I really understand your position. Not only because it comes from the person
that means to me what KH6IJ meant to you, but also because of your personal
experience from the DX end of the pile up from so many different places
throughout so many years.
I started using the dx clusters in 2003. I'm a computer guy myself and I
love i'net technology. Nevertheless, I must totally agree that this
technologies changed amateur radio contesting impacting negatively in many
and in some ways they impacted in a positive manner.
Again, don't get me wrong, I use dx cluster and I love the band map populating
more and more in N1MM logger.
The negative impacts to me are as follow:
1. The most important is: cheaters using the cluster and claiming themselves
being single ops when they send their logs. Hard to detect, even with the
implementation recently designed algorithms.
2. It generates quite a bit of wrongly spotted callsigns thus increasing the
chances of dupes calling you thinking you are someone else. People in the
assisted category really need to pay attention and listen, not just send out
call and exchange and promptly click on the next available spot in the band map.
3. It certainly diminishes the skills to search and pounce the old fashioned
The philosophical aspect of it.
Is it real radio, real contesting, real DXing? Certainly not, if we consider
paradigms of ham radio operation must remain the same throughout time.
Is it good for contesting in terms of attracting casual operators and helping
the club score grow bigger? I believe yes.
Is it challenging? It depends on the perspective from which you look at it.
Stations in the assisted category are always well below the scores of regular
single ops. In my case It's a challenge to see how close (or far) I can come
respect to the plain single ops in my area. Or even from multi single stations.
Fact is, not only Single ops use clusters, MS, M2 and MM do it too.

Dataset section =
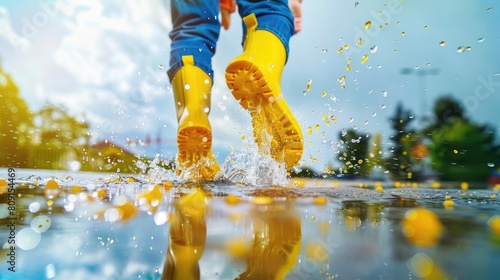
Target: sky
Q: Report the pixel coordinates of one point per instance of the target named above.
(106, 62)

To be done =
**A.** Please transcribe the post about DX clusters above, starting at "Is it real radio, real" and ending at "multi single stations.".
**B.** In the post about DX clusters above, what year did the writer start using DX clusters?

Exercise solutions =
**A.**
Is it real radio, real contesting, real DXing? Certainly not, if we consider
paradigms of ham radio operation must remain the same throughout time.
Is it good for contesting in terms of attracting casual operators and helping
the club score grow bigger? I believe yes.
Is it challenging? It depends on the perspective from which you look at it.
Stations in the assisted category are always well below the scores of regular
single ops. In my case It's a challenge to see how close (or far) I can come
respect to the plain single ops in my area. Or even from multi single stations.

**B.** 2003